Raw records
[start]

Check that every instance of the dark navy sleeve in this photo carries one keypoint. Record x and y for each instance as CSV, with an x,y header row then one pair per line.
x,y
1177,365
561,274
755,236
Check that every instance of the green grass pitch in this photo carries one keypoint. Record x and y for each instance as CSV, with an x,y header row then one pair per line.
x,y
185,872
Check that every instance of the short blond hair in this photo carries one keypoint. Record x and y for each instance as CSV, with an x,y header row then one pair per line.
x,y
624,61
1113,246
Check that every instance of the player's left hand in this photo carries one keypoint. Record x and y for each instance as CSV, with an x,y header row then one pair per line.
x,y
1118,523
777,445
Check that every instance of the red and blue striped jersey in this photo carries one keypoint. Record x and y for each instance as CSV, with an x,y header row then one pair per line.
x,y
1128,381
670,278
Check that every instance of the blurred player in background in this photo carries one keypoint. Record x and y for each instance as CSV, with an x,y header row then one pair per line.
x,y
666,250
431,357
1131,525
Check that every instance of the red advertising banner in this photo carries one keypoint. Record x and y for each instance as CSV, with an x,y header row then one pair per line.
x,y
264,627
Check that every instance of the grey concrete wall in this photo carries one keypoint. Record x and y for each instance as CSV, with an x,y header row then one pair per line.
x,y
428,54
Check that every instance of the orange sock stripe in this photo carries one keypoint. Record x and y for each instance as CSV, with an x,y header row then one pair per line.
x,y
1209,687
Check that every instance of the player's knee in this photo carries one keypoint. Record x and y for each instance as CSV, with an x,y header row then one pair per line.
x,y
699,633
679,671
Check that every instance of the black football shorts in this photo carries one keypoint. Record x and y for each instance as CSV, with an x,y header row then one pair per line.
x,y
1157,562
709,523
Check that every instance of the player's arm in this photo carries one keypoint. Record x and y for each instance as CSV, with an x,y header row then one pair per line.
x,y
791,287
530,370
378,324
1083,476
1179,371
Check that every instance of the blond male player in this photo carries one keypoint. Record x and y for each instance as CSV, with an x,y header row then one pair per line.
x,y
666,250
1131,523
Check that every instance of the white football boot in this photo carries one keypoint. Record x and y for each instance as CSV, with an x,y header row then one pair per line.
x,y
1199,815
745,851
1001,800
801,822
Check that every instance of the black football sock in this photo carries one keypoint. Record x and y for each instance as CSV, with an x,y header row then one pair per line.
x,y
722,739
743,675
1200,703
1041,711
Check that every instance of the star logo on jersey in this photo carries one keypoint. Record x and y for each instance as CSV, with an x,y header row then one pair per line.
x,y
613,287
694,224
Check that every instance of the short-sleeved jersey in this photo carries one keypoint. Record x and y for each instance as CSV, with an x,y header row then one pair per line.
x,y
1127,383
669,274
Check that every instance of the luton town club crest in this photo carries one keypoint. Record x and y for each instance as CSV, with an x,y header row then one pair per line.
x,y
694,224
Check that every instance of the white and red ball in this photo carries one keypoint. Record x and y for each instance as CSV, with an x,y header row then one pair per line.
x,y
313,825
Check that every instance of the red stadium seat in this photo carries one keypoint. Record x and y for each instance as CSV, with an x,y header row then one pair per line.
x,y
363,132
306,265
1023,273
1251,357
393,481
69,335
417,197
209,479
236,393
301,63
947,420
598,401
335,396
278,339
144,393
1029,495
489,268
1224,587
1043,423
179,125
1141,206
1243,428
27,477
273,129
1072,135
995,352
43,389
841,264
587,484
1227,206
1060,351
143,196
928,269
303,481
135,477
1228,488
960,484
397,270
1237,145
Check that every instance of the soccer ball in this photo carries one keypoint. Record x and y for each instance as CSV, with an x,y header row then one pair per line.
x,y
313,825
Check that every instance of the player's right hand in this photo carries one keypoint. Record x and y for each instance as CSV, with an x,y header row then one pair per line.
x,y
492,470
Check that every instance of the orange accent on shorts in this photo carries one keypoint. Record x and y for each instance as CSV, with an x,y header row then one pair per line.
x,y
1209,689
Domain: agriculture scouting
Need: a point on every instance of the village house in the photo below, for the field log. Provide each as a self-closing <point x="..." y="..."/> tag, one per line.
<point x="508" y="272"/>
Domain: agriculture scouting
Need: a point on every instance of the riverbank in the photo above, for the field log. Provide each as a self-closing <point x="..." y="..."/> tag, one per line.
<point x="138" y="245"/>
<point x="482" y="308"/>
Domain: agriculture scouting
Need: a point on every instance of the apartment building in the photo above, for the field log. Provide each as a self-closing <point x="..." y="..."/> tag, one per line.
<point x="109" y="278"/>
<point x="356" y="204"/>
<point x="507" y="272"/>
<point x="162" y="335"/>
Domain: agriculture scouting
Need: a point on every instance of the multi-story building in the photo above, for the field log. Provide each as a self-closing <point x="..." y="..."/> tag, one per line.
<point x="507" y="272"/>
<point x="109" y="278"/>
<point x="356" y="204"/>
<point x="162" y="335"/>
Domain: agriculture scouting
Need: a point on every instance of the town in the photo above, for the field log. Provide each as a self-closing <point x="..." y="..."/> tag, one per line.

[end]

▸ Task:
Show every line of the material above that contains the string "building", copying each one in full.

▸ Task solution:
Need: a point on every instance of the apartment building in the photo above, for the field log. Provide each as a self-closing <point x="..." y="..."/> tag, one per line.
Need: a point on every instance of the multi-story building in the photo above, for the field log. Provide each as a self-closing <point x="..." y="..."/> tag, one per line.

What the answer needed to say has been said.